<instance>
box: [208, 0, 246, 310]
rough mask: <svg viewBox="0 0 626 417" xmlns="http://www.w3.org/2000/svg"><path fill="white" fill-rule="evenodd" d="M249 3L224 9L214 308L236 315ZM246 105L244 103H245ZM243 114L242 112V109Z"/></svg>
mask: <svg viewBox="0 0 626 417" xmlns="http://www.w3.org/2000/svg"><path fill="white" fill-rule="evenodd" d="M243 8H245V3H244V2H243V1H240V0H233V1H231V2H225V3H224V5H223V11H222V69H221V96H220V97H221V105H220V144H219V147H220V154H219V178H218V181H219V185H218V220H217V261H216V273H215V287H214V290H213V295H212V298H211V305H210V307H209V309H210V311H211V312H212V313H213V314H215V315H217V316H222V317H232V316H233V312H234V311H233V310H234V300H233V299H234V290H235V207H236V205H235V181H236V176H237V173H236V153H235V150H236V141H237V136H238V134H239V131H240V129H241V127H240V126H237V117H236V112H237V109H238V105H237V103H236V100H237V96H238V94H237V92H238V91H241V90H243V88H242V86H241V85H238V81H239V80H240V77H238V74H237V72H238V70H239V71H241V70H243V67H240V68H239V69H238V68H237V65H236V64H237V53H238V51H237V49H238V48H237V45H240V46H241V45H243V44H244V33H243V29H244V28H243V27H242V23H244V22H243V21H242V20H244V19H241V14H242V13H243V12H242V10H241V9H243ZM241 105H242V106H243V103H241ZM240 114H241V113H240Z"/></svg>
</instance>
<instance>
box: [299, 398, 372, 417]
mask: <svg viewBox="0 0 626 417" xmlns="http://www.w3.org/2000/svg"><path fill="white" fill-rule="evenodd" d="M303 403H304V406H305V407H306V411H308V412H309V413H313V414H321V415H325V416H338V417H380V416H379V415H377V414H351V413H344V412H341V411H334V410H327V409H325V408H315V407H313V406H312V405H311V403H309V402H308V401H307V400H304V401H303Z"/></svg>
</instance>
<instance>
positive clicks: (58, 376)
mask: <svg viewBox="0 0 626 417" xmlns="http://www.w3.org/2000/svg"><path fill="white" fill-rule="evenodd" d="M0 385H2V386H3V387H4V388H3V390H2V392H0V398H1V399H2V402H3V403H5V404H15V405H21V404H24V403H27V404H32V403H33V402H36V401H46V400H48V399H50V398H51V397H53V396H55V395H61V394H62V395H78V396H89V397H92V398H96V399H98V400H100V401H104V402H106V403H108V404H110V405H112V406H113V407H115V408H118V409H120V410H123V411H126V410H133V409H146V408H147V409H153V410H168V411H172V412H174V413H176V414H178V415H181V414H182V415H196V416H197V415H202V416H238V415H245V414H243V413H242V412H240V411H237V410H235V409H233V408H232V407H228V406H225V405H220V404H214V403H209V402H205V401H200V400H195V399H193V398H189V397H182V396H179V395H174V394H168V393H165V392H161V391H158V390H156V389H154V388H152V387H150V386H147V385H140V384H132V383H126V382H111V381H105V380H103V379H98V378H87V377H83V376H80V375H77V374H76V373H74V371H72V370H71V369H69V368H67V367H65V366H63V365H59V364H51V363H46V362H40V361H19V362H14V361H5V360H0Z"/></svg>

TASK OBJECTIVE: Your response must consist of the entries, reproduced exactly.

YOUR SOLUTION:
<instance>
box: [208, 0, 246, 310]
rough mask: <svg viewBox="0 0 626 417" xmlns="http://www.w3.org/2000/svg"><path fill="white" fill-rule="evenodd" d="M249 3L224 9L214 308L236 315ZM246 105L244 103H245ZM243 114L242 112V109Z"/></svg>
mask: <svg viewBox="0 0 626 417" xmlns="http://www.w3.org/2000/svg"><path fill="white" fill-rule="evenodd" d="M243 8H245V3H244V2H243V1H240V0H233V1H231V2H225V3H224V5H223V11H222V69H221V96H220V97H221V105H220V144H219V147H220V154H219V178H218V181H219V185H218V220H217V261H216V273H215V287H214V290H213V295H212V298H211V305H210V307H209V309H210V311H211V312H212V313H213V314H215V315H217V316H222V317H232V316H233V312H234V311H233V310H234V300H233V299H234V290H235V207H236V205H235V181H236V176H237V173H236V153H235V150H236V141H237V136H238V134H239V131H240V129H241V127H240V126H237V117H236V112H237V109H238V105H237V103H236V100H237V96H238V94H237V92H238V91H241V90H243V88H242V86H241V85H238V81H239V80H240V77H238V74H237V72H238V70H239V71H241V70H243V67H240V68H239V69H238V68H237V65H236V64H237V53H238V51H237V49H238V48H237V45H240V46H241V45H243V44H244V33H243V29H244V28H243V27H242V23H244V22H243V21H242V20H244V19H241V14H242V13H243V12H242V10H241V9H243ZM241 105H242V106H243V103H241ZM240 114H241V113H240Z"/></svg>
</instance>
<instance>
box: [299, 398, 372, 417]
mask: <svg viewBox="0 0 626 417" xmlns="http://www.w3.org/2000/svg"><path fill="white" fill-rule="evenodd" d="M303 403H304V406H305V407H306V411H308V412H309V413H313V414H321V415H325V416H338V417H380V416H379V415H377V414H351V413H344V412H341V411H334V410H327V409H325V408H315V407H313V406H312V405H311V403H309V402H308V401H307V400H304V401H303Z"/></svg>
</instance>
<instance>
positive clicks: (58, 376)
mask: <svg viewBox="0 0 626 417" xmlns="http://www.w3.org/2000/svg"><path fill="white" fill-rule="evenodd" d="M0 385H2V386H3V387H4V388H3V390H2V392H0V398H1V399H2V402H3V403H5V404H15V405H21V404H24V403H27V404H32V403H33V402H36V401H46V400H48V399H50V398H51V397H53V396H55V395H61V394H62V395H78V396H89V397H92V398H96V399H98V400H100V401H104V402H106V403H108V404H110V405H112V406H113V407H115V408H118V409H120V410H123V411H126V410H133V409H146V408H147V409H153V410H168V411H172V412H174V413H176V414H178V415H181V414H182V415H196V416H197V415H202V416H238V415H245V414H243V413H242V412H240V411H237V410H235V409H233V408H232V407H228V406H225V405H220V404H214V403H209V402H205V401H200V400H195V399H193V398H189V397H182V396H179V395H174V394H168V393H165V392H161V391H158V390H156V389H154V388H152V387H150V386H147V385H140V384H132V383H126V382H111V381H105V380H103V379H98V378H87V377H83V376H80V375H77V374H76V373H74V371H72V370H71V369H69V368H67V367H65V366H63V365H59V364H51V363H46V362H40V361H19V362H14V361H5V360H0Z"/></svg>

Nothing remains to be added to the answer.